----- Text extract -----

With this Sunday starting the four-week season in the church year called Advent, I've been giving a lot of thought to the way we (in the church) prepare for Christmas during Advent. 

The season of Advent is meant to help us joyfully anticipate (but not prematurely celebrate) Christmas.

Each word (joyfully…anticipate…Christmas) is important.

So at the Falls Church Episcopal, beginning this Sunday, and over the first three weeks of Advent, Rev. Cathy and I will be doing a bit of a three-part sermon series, unpacking each of those three words a bit.

(And assuming we can get the logistics worked out, I also hope to launch a 25-day email devotional journey called “Joyful Anticipation of Christmas,” which will allow anyone who wishes to subscribe to a daily email and embark, with others, on a 25-day email devotional journey,  helping you to make your Advent and Christmas all the more meaningful. Stay tuned about that.) 

I’ll say more about the word “joyfully” below, but let’s remember the purpose of Advent is to help us anticipate Christmas.

Advent is a season of anticipation…a season of sharing, symbolically, pregnant Mary’s expectant waiting.

In that sense, Advent is not a season of prematurely celebrating Christmas. We’re waiting…anticipating…counting the days…

However, where I differ from some people who are more of Advent purists (and, to be honest, where I differ from my own former "Advent-purist-self") is this: 

What we anticipate during Advent is Christmas: the “first coming,” – the incarnation of Jesus, and decidedly not (as some of the lessons appointed in the Revised Common Lectionary would have us concentrate on) the second coming, or return, of Christ.

So, as a kind of “confessions of a recovering Advent Purist,” here is my rationale for making Advent a season of anticipating Christmas (the first coming of Jesus) and not the end-time apocalypse (the second coming of Jesus) -- 


  1. While emphasizing the second coming might have been appropriate in an age of Christendom, when preachers could take for granted that the vast majority of the public tied the holiday called “Christmas” to the holy day of the birth of Jesus, that is no longer the case.  Now days, at least in the Northern Virginia region culture, preachers/churches have enough of a challenge tying what the wider culture celebrates as “the holidays” to the specific Christian holy day called “Christmas,” not to mention the challenge of reminding people (or informing them!) that the day called “Christmas” actually has religious roots/celebrates the birth of Jesus (i.e., is not just about Santa and gifts).

----- Extracted entries -----

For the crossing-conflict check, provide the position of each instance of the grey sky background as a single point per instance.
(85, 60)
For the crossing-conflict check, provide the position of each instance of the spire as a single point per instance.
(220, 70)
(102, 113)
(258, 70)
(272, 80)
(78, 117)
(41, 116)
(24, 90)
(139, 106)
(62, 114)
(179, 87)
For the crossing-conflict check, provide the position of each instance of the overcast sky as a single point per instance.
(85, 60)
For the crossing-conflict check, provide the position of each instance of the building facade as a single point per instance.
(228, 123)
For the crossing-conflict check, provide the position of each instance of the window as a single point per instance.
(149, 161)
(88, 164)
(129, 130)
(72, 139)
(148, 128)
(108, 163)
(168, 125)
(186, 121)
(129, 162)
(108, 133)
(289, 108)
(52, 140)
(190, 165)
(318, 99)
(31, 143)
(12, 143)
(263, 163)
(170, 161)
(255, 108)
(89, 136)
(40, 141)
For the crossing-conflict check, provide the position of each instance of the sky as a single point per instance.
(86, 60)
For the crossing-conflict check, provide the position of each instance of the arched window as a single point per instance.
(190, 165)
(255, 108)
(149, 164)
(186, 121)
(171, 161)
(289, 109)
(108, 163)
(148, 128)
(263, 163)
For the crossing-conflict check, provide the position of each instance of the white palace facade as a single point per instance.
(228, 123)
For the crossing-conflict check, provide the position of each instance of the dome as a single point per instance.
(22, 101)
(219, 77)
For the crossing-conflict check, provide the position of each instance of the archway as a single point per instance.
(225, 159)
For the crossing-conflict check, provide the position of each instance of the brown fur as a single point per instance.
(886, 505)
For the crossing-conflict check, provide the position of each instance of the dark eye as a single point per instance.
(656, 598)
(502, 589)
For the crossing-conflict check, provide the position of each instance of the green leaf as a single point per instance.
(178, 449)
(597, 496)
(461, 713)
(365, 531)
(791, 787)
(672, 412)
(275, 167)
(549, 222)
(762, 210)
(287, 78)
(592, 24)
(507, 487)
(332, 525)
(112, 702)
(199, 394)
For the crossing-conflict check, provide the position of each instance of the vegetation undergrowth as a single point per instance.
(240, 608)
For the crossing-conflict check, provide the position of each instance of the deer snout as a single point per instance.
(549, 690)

-----

* Exercise tasks:
**a.** Name the words that the Advent excerpt calls important and says will be unpacked in a three-part sermon series.
**b.** Return the part of the Advent excerpt from "So at the Falls" to "us anticipate Christmas.".

* Written responses:
**a.** joyfully, anticipate, Christmas

**b.**
So at the Falls Church Episcopal, beginning this Sunday, and over the first three weeks of Advent, Rev. Cathy and I will be doing a bit of a three-part sermon series, unpacking each of those three words a bit.

(And assuming we can get the logistics worked out, I also hope to launch a 25-day email devotional journey called “Joyful Anticipation of Christmas,” which will allow anyone who wishes to subscribe to a daily email and embark, with others, on a 25-day email devotional journey,  helping you to make your Advent and Christmas all the more meaningful. Stay tuned about that.) 

I’ll say more about the word “joyfully” below, but let’s remember the purpose of Advent is to help us anticipate Christmas.